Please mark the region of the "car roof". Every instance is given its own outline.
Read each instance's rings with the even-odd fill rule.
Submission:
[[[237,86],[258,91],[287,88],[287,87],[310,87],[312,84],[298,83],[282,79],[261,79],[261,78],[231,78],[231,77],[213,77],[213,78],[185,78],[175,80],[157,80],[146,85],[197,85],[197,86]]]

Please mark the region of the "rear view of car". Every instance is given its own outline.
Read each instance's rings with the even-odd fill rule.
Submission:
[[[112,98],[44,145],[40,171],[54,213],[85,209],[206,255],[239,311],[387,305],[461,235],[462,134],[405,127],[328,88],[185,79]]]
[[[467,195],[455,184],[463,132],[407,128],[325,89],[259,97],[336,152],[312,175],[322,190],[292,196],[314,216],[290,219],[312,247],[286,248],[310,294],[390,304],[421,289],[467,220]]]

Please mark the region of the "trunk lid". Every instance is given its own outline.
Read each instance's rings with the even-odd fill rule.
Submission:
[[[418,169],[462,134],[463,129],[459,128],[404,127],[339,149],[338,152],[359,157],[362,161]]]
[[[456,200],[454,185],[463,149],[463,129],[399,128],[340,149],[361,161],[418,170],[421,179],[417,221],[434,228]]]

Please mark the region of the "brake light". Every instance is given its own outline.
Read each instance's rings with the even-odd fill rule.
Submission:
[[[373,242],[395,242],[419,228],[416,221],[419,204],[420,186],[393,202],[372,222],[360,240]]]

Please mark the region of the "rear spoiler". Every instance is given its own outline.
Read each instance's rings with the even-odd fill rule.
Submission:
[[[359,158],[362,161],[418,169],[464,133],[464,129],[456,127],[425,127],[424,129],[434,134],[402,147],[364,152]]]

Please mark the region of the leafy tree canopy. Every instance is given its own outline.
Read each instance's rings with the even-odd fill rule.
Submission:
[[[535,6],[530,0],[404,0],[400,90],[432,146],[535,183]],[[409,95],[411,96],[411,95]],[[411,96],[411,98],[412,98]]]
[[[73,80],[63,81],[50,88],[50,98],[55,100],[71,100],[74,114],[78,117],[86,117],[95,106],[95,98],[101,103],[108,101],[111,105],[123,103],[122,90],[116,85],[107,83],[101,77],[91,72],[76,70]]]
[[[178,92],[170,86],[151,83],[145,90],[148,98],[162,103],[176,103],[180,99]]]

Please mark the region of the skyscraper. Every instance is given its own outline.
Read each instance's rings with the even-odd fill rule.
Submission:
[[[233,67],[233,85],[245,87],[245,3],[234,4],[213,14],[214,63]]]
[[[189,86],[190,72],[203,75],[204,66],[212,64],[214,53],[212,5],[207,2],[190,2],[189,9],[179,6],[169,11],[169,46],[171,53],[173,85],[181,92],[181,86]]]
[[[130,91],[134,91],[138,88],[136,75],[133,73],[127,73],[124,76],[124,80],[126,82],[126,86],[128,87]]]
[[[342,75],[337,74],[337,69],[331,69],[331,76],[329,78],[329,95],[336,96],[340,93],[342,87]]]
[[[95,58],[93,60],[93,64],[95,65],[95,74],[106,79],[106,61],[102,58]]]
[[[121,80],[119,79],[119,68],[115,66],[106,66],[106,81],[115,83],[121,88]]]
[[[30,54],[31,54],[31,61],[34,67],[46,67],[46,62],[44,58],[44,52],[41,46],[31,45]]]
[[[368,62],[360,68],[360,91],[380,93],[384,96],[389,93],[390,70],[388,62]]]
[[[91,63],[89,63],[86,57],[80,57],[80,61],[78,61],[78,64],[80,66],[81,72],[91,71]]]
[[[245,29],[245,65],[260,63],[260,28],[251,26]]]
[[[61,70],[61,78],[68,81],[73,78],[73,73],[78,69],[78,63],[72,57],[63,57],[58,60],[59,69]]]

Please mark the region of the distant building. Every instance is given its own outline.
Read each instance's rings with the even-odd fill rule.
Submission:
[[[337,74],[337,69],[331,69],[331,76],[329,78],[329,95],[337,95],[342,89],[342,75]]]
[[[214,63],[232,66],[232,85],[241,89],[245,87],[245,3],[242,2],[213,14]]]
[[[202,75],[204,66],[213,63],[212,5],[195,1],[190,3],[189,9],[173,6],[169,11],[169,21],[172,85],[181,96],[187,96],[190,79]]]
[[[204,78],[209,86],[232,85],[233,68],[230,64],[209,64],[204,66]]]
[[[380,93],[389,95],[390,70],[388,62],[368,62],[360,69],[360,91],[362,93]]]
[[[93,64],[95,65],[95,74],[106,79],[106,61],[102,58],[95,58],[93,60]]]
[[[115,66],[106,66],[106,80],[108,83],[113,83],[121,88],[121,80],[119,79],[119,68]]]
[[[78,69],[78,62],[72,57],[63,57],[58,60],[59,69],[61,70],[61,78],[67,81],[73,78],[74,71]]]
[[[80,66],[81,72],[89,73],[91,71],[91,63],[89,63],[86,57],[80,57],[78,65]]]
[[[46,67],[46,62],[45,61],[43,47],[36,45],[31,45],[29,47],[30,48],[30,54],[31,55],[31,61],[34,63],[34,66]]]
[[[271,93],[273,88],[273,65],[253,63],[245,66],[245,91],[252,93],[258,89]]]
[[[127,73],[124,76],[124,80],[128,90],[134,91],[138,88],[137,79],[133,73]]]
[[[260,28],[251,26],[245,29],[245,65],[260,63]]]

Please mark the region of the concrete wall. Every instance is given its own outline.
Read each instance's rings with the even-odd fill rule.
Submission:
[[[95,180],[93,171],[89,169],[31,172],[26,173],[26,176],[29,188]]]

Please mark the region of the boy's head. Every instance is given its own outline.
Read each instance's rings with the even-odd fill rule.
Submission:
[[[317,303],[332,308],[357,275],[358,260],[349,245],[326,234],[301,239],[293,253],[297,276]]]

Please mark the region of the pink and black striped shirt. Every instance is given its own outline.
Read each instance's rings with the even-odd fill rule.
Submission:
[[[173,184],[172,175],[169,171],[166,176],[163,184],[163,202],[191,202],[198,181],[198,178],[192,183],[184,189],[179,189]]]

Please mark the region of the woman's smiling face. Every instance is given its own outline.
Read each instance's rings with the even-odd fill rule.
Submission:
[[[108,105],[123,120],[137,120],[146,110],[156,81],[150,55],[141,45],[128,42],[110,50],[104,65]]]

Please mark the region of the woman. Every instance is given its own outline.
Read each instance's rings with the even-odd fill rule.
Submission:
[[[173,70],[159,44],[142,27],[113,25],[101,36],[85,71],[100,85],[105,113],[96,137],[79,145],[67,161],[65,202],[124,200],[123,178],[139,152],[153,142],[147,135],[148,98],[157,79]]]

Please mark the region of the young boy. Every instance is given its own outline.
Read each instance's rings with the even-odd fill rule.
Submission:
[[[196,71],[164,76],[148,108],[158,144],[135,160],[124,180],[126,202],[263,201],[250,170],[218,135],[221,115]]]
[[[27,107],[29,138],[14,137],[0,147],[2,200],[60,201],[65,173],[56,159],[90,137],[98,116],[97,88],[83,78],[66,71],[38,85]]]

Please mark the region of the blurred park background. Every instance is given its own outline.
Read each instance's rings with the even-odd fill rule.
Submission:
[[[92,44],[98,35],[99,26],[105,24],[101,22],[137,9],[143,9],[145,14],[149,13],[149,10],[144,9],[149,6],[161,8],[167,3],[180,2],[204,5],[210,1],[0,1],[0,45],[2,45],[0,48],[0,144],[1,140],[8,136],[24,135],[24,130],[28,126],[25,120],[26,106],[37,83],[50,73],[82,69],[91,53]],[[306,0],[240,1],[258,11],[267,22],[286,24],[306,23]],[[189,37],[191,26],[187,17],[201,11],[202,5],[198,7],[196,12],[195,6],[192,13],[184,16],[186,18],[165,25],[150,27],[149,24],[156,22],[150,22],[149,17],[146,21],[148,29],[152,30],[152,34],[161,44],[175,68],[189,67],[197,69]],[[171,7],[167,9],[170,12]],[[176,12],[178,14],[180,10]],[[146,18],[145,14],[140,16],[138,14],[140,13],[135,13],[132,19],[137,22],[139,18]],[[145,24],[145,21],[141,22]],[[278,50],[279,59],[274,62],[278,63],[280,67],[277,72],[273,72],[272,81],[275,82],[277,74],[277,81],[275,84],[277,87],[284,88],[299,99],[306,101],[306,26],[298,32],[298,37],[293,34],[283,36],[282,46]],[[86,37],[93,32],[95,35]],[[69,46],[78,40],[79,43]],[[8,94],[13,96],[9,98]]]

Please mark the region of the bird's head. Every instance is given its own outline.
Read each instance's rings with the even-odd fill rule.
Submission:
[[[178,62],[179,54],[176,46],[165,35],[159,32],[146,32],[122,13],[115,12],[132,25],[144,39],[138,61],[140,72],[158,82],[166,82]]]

☆ ☆ ☆ ☆ ☆

## BRIEF
Return exactly, and only, the line containing "Please mark the region of the bird's" and every line after it through the end of the material.

## TASK RESULT
Please mark the region of the bird's head. Every instance is given its own outline.
Read each instance's rings with the even-odd fill rule.
Submission:
[[[178,62],[179,54],[176,46],[165,35],[159,32],[146,32],[122,13],[115,12],[132,25],[144,39],[138,61],[140,72],[158,82],[166,82]]]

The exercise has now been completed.